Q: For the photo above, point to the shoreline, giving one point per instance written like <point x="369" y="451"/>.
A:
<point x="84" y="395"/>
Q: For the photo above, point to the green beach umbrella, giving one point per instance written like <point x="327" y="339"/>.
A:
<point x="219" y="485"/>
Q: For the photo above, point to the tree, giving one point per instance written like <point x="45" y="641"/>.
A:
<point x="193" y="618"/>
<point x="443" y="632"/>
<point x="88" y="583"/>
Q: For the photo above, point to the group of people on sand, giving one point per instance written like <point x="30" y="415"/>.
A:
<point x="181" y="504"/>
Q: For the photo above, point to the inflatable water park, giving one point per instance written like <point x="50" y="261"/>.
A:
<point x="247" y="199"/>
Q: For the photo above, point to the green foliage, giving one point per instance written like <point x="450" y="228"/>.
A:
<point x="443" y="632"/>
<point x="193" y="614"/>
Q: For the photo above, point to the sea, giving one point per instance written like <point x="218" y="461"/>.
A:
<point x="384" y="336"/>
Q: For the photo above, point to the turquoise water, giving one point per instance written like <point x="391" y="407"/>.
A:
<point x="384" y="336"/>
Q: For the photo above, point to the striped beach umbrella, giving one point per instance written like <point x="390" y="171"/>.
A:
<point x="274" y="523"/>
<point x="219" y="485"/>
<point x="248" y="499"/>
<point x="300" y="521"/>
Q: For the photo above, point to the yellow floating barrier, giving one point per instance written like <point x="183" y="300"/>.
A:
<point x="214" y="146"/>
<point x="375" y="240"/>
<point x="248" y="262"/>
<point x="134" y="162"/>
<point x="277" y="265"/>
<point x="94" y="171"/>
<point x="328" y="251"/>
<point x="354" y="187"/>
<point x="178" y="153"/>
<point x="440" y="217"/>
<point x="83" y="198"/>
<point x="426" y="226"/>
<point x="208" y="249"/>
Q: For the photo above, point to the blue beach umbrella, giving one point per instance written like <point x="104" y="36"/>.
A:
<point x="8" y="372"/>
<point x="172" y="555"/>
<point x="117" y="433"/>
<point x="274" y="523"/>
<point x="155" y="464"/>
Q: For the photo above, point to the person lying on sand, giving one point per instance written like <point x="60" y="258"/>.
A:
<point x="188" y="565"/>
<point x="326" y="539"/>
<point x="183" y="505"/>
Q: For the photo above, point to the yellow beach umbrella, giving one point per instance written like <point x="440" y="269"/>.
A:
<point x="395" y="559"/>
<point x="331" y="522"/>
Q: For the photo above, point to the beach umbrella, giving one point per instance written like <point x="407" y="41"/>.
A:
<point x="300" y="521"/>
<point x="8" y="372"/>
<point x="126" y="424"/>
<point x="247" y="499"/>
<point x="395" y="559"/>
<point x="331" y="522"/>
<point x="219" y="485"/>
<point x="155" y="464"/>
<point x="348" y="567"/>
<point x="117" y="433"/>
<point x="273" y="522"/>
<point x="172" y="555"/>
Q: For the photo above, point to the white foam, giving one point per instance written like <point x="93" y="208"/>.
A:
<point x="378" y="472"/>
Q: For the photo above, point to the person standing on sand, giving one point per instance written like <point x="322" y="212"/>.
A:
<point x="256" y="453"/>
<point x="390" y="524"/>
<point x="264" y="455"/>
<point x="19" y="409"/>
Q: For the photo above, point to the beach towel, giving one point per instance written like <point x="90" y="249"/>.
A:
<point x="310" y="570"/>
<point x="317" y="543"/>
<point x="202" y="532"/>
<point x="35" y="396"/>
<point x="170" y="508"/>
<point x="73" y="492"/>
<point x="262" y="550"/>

* **Work required**
The data above is to be restated line for line, word for word.

* **Answer space**
Q: For the photo above, point to the shoreline, giving one point per instance written like <point x="369" y="451"/>.
A:
<point x="84" y="395"/>
Q: For the photo above, point to the green beach umbrella, giving one point per instance written like <point x="327" y="339"/>.
A:
<point x="219" y="485"/>
Q: For the photo above, point to the tree, giving one point per instance written like <point x="45" y="641"/>.
A:
<point x="193" y="618"/>
<point x="443" y="632"/>
<point x="88" y="583"/>
Q: For the photo above, point to the group of people on sand, giving one point per instance written like <point x="30" y="415"/>.
A:
<point x="181" y="504"/>
Q: For the photo above, point to the inflatable water park, giving one point per instance written like <point x="50" y="261"/>.
A:
<point x="247" y="199"/>
Q: For the photo above, point to the green foliage, giving one point per instance written like <point x="450" y="228"/>.
A:
<point x="443" y="632"/>
<point x="193" y="614"/>
Q: For the photo above, point to the sea, giving one point per instance written like <point x="218" y="461"/>.
A:
<point x="384" y="336"/>
Q: For the photo above, point to the turquoise water, giving one point per instance written like <point x="391" y="407"/>.
A:
<point x="384" y="336"/>
Q: For the photo above, point to the striped beach umbrella, giving one point per instance written like <point x="390" y="171"/>.
A:
<point x="274" y="523"/>
<point x="219" y="485"/>
<point x="248" y="499"/>
<point x="300" y="521"/>
Q: For the photo above, point to the yellow floating barrier, giving one point per instance written like <point x="183" y="300"/>.
A:
<point x="214" y="146"/>
<point x="375" y="240"/>
<point x="248" y="262"/>
<point x="134" y="162"/>
<point x="277" y="265"/>
<point x="94" y="171"/>
<point x="328" y="251"/>
<point x="354" y="187"/>
<point x="178" y="153"/>
<point x="440" y="217"/>
<point x="83" y="198"/>
<point x="426" y="226"/>
<point x="208" y="249"/>
Q: For the photo above, point to the blue beach umbrella, giving one point per instance written like <point x="104" y="36"/>.
A:
<point x="8" y="372"/>
<point x="172" y="555"/>
<point x="117" y="433"/>
<point x="274" y="523"/>
<point x="155" y="464"/>
Q: For the photo above, point to the person lying on sand, giving one point per instance written like <point x="60" y="258"/>.
A:
<point x="188" y="565"/>
<point x="326" y="539"/>
<point x="183" y="505"/>
Q: For the photo above, point to the yellow beach umbrella, giving one point per instance written like <point x="440" y="269"/>.
A:
<point x="395" y="559"/>
<point x="331" y="522"/>
Q: For the photo above, point to the beach umbrella, giving one point per instance written like <point x="407" y="41"/>.
A:
<point x="300" y="521"/>
<point x="8" y="372"/>
<point x="126" y="424"/>
<point x="247" y="499"/>
<point x="395" y="559"/>
<point x="331" y="522"/>
<point x="219" y="485"/>
<point x="155" y="464"/>
<point x="348" y="567"/>
<point x="117" y="433"/>
<point x="273" y="522"/>
<point x="172" y="555"/>
Q: For the photo above, point to the white foam, giving one point per instance written like <point x="93" y="208"/>.
A:
<point x="378" y="472"/>
Q: For the photo above, point to the person standing on sand, giving one point per instance written like <point x="322" y="212"/>.
A:
<point x="256" y="453"/>
<point x="390" y="524"/>
<point x="264" y="455"/>
<point x="19" y="409"/>
Q: For the photo above, point to the beach towel, giving one point per instance written like <point x="90" y="249"/>.
A:
<point x="310" y="570"/>
<point x="317" y="543"/>
<point x="202" y="532"/>
<point x="35" y="396"/>
<point x="170" y="508"/>
<point x="73" y="492"/>
<point x="262" y="550"/>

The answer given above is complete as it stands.